» **Tasks and exercises**:
1. Retype everything in the non-parametric test exercises from "There is enough" down to "different weather conditions?", with no changes.
2. Continue the non-parametric test exercises from the point where they stop.

» **Source document**:
..........
Critical Value: $\chi^2=9.210$

Fail to reject the null hypothesis. The test statistic is not in the rejection region.

There is not enough evidence to support the claim that there is a difference in IQ score for the three groups of children.

8. A researcher wishes to try three different techniques to lower the blood pressure of individuals diagnosed with high blood pressure. The subjects are randomly assigned to three groups; the first group takes medication, the second group exercises, and the third group follows a special diet. After four weeks, the reduction in each person's blood pressure is recorded. Is there a significant difference between the techniques used to lower blood pressure? Use a non-parametric test at $\alpha=0.05$. $$\begin{array}{r|ccccc} \hbox{Medication group}&9&10&12&13&15\\ \hbox{Exercise group} &0&2&3&6&8\\ \hbox{Diet group} &4&5&8&9&12 \end{array}$$

Assumptions: all $n\geq 5$

Null hypothesis: No difference between the techniques used to lower blood pressure $$\begin{array}{r|cccccc} \hbox{Medication group}&9&10&12&13&15\\ \hbox{Rankings}&9.5&11&12.5&14&15& \qquad R=62\\\\ \hbox{Exercise group} &0&2&3&6&8\\ \hbox{Rankings}&1&2&3&6&7.5& \qquad R=19.5\\\\ \hbox{Diet group} &4&5&8&9&12 \\ \hbox{Rankings}&4&5&7.5&9.5&12.5& \qquad R=38.5 \end{array}$$ Test statistic: $H=12.065$

Critical Value: $\chi^2=5.991$

Reject the null hypothesis. The test statistic is in the rejection region.

There is enough evidence to support the claim that there is a difference between the techniques used to lower blood pressure.

9. A meteorologist wishes to see if there is a difference in the number of deaths in the United States due to different types of severe weather. The data from 6 years are shown here. $$\begin{array}{r|cccccc} \hbox{Lightning}&39&41&67&68&73&74\\ \hbox{Tornado}&30&32&39&39&50&53\\ \hbox{Blizzard}&35&39&43&48&54&56 \end{array}$$

1. Using the non-parametric test at $\alpha=.10$, is there a difference in the number of deaths from the different weather conditions?
..........
» **Provided information**:
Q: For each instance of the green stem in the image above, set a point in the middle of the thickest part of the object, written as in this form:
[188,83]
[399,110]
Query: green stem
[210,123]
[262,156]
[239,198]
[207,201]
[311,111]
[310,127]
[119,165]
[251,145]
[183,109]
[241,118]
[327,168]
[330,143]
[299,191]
..........
» **Answers by item**:
1.
There is enough evidence to support the claim that there is a difference between the techniques used to lower blood pressure.

9. A meteorologist wishes to see if there is a difference in the number of deaths in the United States due to different types of severe weather. The data from 6 years are shown here. $$\begin{array}{r|cccccc} \hbox{Lightning}&39&41&67&68&73&74\\ \hbox{Tornado}&30&32&39&39&50&53\\ \hbox{Blizzard}&35&39&43&48&54&56 \end{array}$$

1. Using the non-parametric test at $\alpha=.10$, is there a difference in the number of deaths from the different weather conditions?

2.
2. Describe the follow-up procedure for finding where the difference lies. Explain why we should not attempt this procedure for this problem.

1. Assumptions: all $n\geq 5$

Null hypothesis: No difference in the number of deaths from the different weather conditions. $$\begin{array}{r|ccccccc} \hbox{Lightning}&39&41&67&68&73&74\\ \hbox{Rankings} &5.5&8&15&16&17&18&\qquad R=79.5\\\\ \hbox{Tornado}&30&32&39&39&50&53\\ \hbox{Rankings} &1&2&5.5&5.5&11&12&\qquad R=37\\\\ \hbox{Blizzard}&35&39&43&48&54&56\\ \hbox{Rankings} &3&5.5&9&10&13&14&\qquad R=54.5 \end{array}$$ Test statistic: $H=5.34$

Critical Value: $\chi^2=4.605$

Reject the null hypothesis. The test statistic is in the rejection region.

There is enough evidence to support the claim that there is a difference in the number of deaths from the different weather conditions

2. We should do Wilcoxon tests on the three pairs of samples. But since the sample sizes are less than 10, the assumptions are not met for the Wilcoxon test.